§ **Exercise instructions**:
a - Duplicate the part of the Houlahan case header from "File Number            :   IND" to "49AB(1)(c), s 60(1A)(b)".
b - Answer these questions from the Houlahan case header:
(i) On what date was the matter heard?
(ii) Which judge presided in the District Court below?
(iii) What total effective sentence do the catchwords mention?
c - Decide whether each statement agrees with the Houlahan case header:
(i) The judgment was delivered in July 2022.
(ii) The State of Western Australia is the appellant.
(iii) The Road Traffic Act 1974 (WA) is among the legislation listed.

§ **Passage provided**:
+ + +

Houlahan v The State of Western Australia

Case

[2022] WASCA 85

JURISDICTION     :   SUPREME COURT OF WESTERN AUSTRALIA

TITLE OF COURT  :   THE COURT OF APPEAL (WA)

CITATION:   HOULAHAN -v- THE STATE OF WESTERN AUSTRALIA [2022] WASCA 85

CORAM:   BUSS P

MAZZA JA

HEARD:   10 MARCH 2022

DELIVERED          :   19 JULY 2022

FILE NO/S:   CACR 163 of 2021

BETWEEN:   AARON HOULAHAN

Appellant

AND

THE STATE OF WESTERN AUSTRALIA

Respondent

ON APPEAL FROM:

Jurisdiction              :   DISTRICT COURT OF WESTERN AUSTRALIA

Coram:   BARBAGALLO DCJ

File Number            :   IND 756 of 2020


Catchwords:

Criminal law - Application for leave to appeal against sentence - Appellant convicted on his pleas of guilty of stealing a motor vehicle and fraud - Appellant convicted after trial of aggravated home burglary, stealing a motor vehicle and recklessly driving a motor vehicle to escape police pursuit - Whether individual sentences on counts 1, 2 and 9 were manifestly excessive - Whether total effective sentence of 5 years' imprisonment infringed both limbs of the totality principle

Legislation:

Criminal Code (WA), s 371A, s 378, s 401(2)(a), s 409(1)(c)
Road Traffic Act 1974 (WA), s 49AB(1)(c), s 60(1A)(b)

+ + +

§ **Stored data entries**:
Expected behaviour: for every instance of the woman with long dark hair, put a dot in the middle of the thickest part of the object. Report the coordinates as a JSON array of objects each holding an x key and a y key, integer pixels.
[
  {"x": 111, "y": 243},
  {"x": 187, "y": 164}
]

+ + +

§ **Responses per task**:
a -
File Number            :   IND 756 of 2020


Catchwords:

Criminal law - Application for leave to appeal against sentence - Appellant convicted on his pleas of guilty of stealing a motor vehicle and fraud - Appellant convicted after trial of aggravated home burglary, stealing a motor vehicle and recklessly driving a motor vehicle to escape police pursuit - Whether individual sentences on counts 1, 2 and 9 were manifestly excessive - Whether total effective sentence of 5 years' imprisonment infringed both limbs of the totality principle

Legislation:

Criminal Code (WA), s 371A, s 378, s 401(2)(a), s 409(1)(c)
Road Traffic Act 1974 (WA), s 49AB(1)(c), s 60(1A)(b)

b -
(i) 10 March 2022
(ii) Barbagallo DCJ
(iii) 5 years' imprisonment

c -
(i) Yes: "19 JULY 2022"
(ii) No: "AARON HOULAHAN" is the "Appellant", and "THE STATE OF WESTERN AUSTRALIA" is the "Respondent"
(iii) Yes: "Road Traffic Act 1974 (WA), s 49AB(1)(c), s 60(1A)(b)"